What you will do:
Identify every line in the listing below that contains the string "hair" and copy each such line in full. Matching is case-sensitive.

(Labeled-object pointing entries)
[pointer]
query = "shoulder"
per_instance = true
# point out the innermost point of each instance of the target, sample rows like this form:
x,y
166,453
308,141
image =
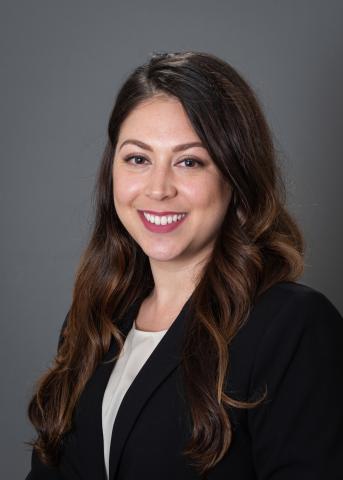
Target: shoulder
x,y
289,323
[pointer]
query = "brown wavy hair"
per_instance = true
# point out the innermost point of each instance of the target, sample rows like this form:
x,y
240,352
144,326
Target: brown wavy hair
x,y
258,245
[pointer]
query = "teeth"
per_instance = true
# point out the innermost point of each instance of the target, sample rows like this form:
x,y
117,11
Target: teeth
x,y
164,219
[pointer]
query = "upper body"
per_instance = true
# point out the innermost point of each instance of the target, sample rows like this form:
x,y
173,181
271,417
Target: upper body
x,y
292,342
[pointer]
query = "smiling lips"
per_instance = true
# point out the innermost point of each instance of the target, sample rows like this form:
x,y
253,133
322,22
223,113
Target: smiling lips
x,y
163,222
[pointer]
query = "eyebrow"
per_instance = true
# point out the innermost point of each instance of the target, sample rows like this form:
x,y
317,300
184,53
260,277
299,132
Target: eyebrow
x,y
177,148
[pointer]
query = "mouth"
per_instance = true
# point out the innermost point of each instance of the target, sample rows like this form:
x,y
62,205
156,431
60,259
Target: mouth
x,y
161,222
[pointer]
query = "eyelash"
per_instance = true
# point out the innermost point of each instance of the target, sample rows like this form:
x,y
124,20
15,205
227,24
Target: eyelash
x,y
126,159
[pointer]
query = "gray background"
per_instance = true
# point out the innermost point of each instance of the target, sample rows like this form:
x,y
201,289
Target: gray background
x,y
62,64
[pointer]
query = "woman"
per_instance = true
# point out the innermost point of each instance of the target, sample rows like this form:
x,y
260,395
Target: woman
x,y
189,350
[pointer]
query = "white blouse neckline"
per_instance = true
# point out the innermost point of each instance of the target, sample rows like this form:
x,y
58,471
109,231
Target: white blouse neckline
x,y
146,332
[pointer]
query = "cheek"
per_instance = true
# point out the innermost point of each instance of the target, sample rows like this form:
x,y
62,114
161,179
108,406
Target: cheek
x,y
124,187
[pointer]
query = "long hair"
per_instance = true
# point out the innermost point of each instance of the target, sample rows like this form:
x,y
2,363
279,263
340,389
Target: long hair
x,y
258,244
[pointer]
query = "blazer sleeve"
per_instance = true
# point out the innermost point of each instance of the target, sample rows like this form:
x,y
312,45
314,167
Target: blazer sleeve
x,y
40,471
297,432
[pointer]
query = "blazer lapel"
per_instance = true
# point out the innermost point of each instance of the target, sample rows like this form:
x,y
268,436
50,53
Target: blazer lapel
x,y
163,360
90,446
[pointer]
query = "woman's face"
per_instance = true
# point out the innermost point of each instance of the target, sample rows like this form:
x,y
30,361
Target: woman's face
x,y
156,173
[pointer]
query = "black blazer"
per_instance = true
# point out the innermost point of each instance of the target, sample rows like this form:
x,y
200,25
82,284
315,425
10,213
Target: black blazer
x,y
292,342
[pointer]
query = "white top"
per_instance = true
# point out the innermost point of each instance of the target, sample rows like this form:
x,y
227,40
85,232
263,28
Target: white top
x,y
137,347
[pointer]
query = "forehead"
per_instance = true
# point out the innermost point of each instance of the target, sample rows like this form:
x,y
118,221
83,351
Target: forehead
x,y
159,118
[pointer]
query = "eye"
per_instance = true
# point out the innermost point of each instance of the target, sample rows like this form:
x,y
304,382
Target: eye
x,y
127,159
191,161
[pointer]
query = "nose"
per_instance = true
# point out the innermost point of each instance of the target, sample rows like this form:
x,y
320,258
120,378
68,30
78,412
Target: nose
x,y
160,183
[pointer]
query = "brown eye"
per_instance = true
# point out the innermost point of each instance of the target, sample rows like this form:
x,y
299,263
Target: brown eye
x,y
190,162
140,157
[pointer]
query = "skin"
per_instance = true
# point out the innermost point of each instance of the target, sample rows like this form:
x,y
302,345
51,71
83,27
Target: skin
x,y
163,181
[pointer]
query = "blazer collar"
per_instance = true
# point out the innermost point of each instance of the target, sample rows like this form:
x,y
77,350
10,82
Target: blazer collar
x,y
163,360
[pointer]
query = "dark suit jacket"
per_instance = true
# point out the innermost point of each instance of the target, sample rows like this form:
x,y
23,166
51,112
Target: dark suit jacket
x,y
292,342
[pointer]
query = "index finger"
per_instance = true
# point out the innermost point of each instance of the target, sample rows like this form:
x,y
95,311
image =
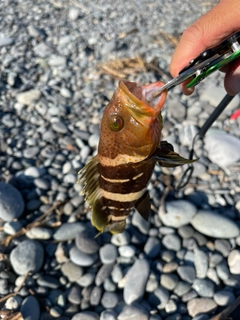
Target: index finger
x,y
206,32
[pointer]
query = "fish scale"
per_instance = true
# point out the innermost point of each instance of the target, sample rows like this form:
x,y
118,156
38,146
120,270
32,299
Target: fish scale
x,y
115,181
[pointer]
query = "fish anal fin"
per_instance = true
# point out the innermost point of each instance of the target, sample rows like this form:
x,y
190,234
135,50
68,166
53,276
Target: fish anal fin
x,y
143,206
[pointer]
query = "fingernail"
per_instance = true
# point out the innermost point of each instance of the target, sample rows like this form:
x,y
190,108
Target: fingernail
x,y
234,82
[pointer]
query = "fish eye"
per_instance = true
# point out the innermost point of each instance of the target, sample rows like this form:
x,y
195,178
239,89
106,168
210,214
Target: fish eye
x,y
115,122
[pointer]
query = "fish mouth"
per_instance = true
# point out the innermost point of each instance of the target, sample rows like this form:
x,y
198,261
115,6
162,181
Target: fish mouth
x,y
139,99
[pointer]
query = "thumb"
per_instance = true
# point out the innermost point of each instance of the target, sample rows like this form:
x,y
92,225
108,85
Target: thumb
x,y
208,31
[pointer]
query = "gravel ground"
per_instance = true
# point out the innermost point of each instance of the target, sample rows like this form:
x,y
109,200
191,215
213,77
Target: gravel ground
x,y
185,262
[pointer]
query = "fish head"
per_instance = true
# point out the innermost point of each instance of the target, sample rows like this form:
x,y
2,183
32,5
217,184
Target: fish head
x,y
131,124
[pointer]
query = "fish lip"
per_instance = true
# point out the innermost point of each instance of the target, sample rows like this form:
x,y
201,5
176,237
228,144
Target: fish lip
x,y
140,105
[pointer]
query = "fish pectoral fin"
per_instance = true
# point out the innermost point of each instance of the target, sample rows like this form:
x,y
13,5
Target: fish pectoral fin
x,y
143,206
166,156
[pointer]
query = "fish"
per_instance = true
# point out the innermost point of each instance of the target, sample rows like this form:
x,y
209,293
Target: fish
x,y
115,181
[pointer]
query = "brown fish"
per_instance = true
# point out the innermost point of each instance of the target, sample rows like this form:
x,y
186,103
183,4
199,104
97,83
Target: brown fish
x,y
115,180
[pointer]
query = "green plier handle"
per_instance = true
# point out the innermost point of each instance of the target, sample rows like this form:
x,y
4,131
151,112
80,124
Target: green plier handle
x,y
206,63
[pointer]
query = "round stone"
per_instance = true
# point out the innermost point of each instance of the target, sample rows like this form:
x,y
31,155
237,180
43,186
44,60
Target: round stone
x,y
223,297
109,300
186,273
201,305
39,233
30,308
9,209
177,213
214,225
71,271
27,257
234,261
108,253
85,241
68,231
81,258
136,279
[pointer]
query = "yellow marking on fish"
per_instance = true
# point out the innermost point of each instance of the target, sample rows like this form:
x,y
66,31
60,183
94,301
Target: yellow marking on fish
x,y
115,180
120,159
120,218
138,176
122,197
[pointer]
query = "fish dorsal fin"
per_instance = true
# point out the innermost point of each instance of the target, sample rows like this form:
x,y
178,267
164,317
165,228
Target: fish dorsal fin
x,y
166,156
143,206
88,179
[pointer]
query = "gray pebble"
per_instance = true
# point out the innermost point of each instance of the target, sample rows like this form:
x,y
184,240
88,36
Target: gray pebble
x,y
85,241
200,305
120,239
108,253
127,251
108,314
39,233
5,41
186,232
12,227
30,152
13,303
86,315
223,297
66,93
95,296
28,97
152,247
200,263
73,14
30,308
10,210
169,281
56,311
204,287
103,273
177,109
182,288
56,61
71,271
159,298
68,231
86,280
142,225
109,300
81,258
41,183
48,281
59,127
234,261
214,225
186,273
34,172
222,270
117,273
212,275
136,279
74,295
172,242
177,213
133,312
27,256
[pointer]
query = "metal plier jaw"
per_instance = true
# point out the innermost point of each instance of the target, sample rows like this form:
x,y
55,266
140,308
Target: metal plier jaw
x,y
205,63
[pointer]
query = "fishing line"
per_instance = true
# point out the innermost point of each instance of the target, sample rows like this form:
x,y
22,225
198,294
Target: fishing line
x,y
187,174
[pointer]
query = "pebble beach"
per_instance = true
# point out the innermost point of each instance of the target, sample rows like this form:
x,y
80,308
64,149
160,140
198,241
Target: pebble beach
x,y
60,63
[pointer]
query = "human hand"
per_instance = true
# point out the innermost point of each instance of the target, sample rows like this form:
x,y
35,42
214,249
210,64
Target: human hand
x,y
208,31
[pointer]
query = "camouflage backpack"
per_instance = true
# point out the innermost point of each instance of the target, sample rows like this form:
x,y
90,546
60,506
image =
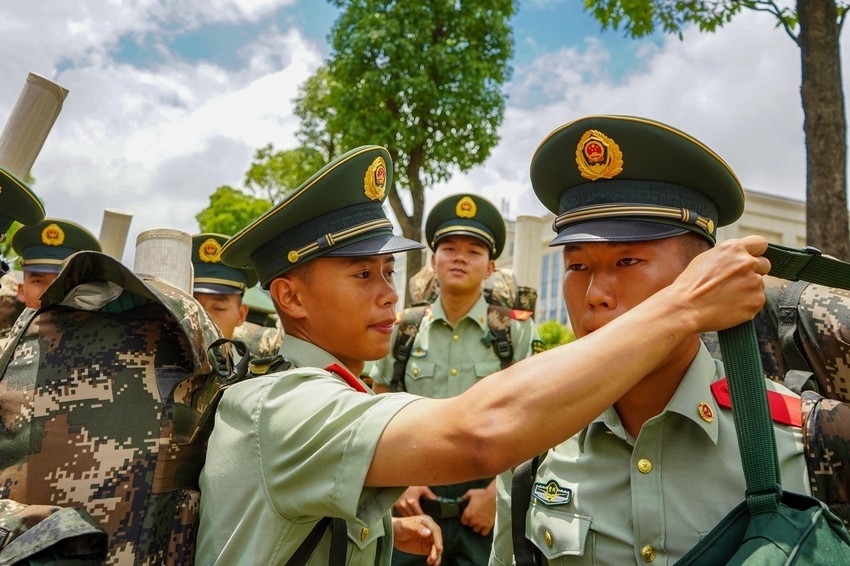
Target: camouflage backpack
x,y
505,300
102,390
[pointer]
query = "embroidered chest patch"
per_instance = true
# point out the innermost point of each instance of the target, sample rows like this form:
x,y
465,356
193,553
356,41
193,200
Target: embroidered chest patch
x,y
551,493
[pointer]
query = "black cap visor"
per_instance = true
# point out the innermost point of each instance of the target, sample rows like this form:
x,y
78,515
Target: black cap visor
x,y
378,245
615,231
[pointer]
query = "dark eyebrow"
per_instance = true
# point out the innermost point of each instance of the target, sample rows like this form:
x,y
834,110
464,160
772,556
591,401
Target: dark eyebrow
x,y
362,260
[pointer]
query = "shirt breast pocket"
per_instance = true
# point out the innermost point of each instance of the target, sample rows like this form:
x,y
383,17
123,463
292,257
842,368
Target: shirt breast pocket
x,y
557,532
419,377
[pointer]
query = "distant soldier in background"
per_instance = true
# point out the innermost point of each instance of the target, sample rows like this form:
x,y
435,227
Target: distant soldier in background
x,y
42,248
218,287
451,344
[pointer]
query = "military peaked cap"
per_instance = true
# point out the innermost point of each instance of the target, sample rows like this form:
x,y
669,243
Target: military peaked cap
x,y
17,202
211,275
469,215
624,178
337,212
44,246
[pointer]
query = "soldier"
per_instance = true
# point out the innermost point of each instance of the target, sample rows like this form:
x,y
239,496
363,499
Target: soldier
x,y
636,201
449,352
42,248
218,287
302,445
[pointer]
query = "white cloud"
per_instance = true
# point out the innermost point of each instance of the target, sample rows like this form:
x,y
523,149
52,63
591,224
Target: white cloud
x,y
737,90
155,142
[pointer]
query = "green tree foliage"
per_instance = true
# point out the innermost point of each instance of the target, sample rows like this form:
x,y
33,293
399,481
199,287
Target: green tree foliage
x,y
553,333
815,26
314,108
274,174
422,79
230,210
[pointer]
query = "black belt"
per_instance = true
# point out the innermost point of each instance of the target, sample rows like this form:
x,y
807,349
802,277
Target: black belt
x,y
442,508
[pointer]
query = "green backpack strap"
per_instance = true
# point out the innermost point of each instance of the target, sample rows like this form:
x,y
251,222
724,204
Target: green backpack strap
x,y
807,264
408,327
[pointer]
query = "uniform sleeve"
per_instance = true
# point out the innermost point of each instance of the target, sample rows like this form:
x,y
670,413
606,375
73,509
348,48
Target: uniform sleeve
x,y
502,551
382,370
524,335
317,437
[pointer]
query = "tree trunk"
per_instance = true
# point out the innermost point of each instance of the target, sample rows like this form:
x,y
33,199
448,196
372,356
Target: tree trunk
x,y
825,128
411,224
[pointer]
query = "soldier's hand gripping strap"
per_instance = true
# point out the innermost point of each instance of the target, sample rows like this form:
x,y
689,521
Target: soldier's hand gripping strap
x,y
227,375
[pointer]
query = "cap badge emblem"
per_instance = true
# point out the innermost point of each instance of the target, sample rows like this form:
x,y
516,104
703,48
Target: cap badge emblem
x,y
466,208
598,156
705,412
375,182
52,235
210,251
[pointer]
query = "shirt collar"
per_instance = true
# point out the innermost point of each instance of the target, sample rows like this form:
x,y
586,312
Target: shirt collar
x,y
306,354
477,314
693,392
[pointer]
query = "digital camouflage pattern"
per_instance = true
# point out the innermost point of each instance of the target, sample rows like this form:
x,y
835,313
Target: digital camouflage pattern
x,y
822,334
97,409
262,341
826,423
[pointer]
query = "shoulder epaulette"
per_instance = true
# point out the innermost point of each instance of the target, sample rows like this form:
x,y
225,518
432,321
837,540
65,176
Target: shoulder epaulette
x,y
784,409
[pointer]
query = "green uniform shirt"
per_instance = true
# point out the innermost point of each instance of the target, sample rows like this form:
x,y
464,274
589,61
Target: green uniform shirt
x,y
614,495
288,449
445,361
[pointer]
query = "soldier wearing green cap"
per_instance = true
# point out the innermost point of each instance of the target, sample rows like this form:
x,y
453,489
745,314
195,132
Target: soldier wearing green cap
x,y
636,201
17,203
218,287
42,248
308,445
455,344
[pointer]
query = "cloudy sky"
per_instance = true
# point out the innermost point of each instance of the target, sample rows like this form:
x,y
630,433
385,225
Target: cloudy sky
x,y
169,99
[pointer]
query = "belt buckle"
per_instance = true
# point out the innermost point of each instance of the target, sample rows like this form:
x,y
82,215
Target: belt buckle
x,y
449,508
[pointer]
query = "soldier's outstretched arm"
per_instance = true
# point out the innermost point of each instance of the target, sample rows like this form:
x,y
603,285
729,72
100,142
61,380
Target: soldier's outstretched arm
x,y
539,402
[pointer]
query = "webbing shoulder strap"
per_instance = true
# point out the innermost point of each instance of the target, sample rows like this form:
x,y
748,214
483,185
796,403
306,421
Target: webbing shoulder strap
x,y
789,317
499,321
807,264
16,333
525,553
339,543
408,327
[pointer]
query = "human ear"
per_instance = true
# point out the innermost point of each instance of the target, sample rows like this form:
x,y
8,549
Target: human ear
x,y
287,294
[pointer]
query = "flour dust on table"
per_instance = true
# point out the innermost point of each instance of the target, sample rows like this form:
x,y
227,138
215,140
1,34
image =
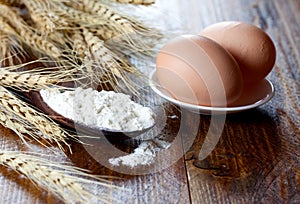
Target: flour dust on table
x,y
104,109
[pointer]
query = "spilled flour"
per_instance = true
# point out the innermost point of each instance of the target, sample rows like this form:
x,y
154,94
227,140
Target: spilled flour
x,y
144,154
104,109
107,109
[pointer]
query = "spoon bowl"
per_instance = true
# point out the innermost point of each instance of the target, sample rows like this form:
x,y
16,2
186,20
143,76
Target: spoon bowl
x,y
37,100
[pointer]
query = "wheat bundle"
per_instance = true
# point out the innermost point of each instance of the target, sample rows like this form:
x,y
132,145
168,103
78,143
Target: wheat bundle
x,y
83,41
64,181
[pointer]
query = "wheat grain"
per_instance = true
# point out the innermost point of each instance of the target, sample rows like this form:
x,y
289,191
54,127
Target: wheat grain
x,y
77,17
64,181
46,128
42,15
27,35
141,2
17,3
118,21
34,80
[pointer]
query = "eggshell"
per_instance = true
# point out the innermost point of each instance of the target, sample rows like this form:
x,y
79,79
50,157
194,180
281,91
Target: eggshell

Solution to the problem:
query = "brown wavy hair"
Target: brown wavy hair
query = "long hair"
Target: long hair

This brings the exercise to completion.